Activity. The pictures must be left out, while the rest of the data is copied exactly.

Extracted data.
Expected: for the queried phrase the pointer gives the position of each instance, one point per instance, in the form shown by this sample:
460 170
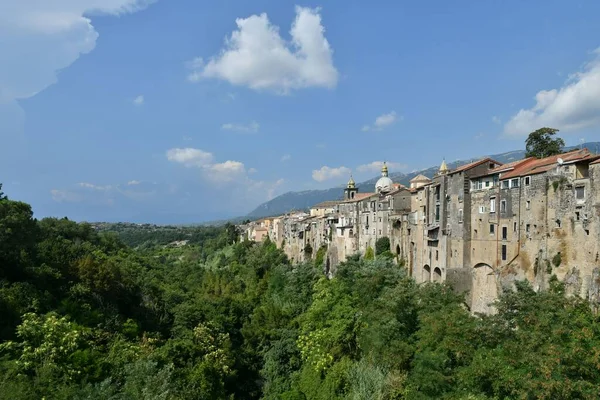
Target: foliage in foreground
84 316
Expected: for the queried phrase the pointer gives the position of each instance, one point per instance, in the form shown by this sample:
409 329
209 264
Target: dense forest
89 314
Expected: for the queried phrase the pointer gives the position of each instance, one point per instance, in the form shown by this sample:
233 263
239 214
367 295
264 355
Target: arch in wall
484 289
426 273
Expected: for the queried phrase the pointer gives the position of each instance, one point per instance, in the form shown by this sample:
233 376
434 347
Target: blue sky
181 111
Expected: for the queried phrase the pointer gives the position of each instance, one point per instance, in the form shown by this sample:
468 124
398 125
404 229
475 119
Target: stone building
479 227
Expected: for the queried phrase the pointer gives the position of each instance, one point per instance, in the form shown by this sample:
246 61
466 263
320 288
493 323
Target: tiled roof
420 178
537 166
326 204
358 197
473 165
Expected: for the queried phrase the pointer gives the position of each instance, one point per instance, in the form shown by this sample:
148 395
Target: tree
540 143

Output for this task.
Expected: for the queried phrase the pointer gives the position of each instance, one point per instance, in the form shown by this sample:
460 170
Target: foliage in foreground
84 316
Expected: for the queried phrase the pointer gives the position of each instance, one point per instance, in the form shown by this sample:
409 329
209 264
Target: dense forest
89 314
Expected: for the queried phrase the pointer gives the position of each instance, one point per instance, in the form shown by this sample:
233 263
239 214
367 295
264 355
Target: arch in wall
484 289
426 273
Expected: for the queried phrase the pointer gives the position of each instance, one point per instance, in the form shown by this sample:
233 376
434 347
Target: blue sky
181 111
Expected: for the queried phrase the pointer gives the position of each instance, one point per instance, in the form shown by this sample:
468 124
398 125
404 229
475 119
Target: stone building
479 227
Expected: for the queried phrase the pointer gives the position of each instance, one point per instance, in the form shown by this sample:
246 61
466 263
320 288
493 323
Target: tiled roof
420 178
537 166
326 204
358 197
473 165
Expected: for the queried phrase the pointer gives the position of each instance, one point per instance, in the form shown by this sample:
148 395
Target: tree
540 143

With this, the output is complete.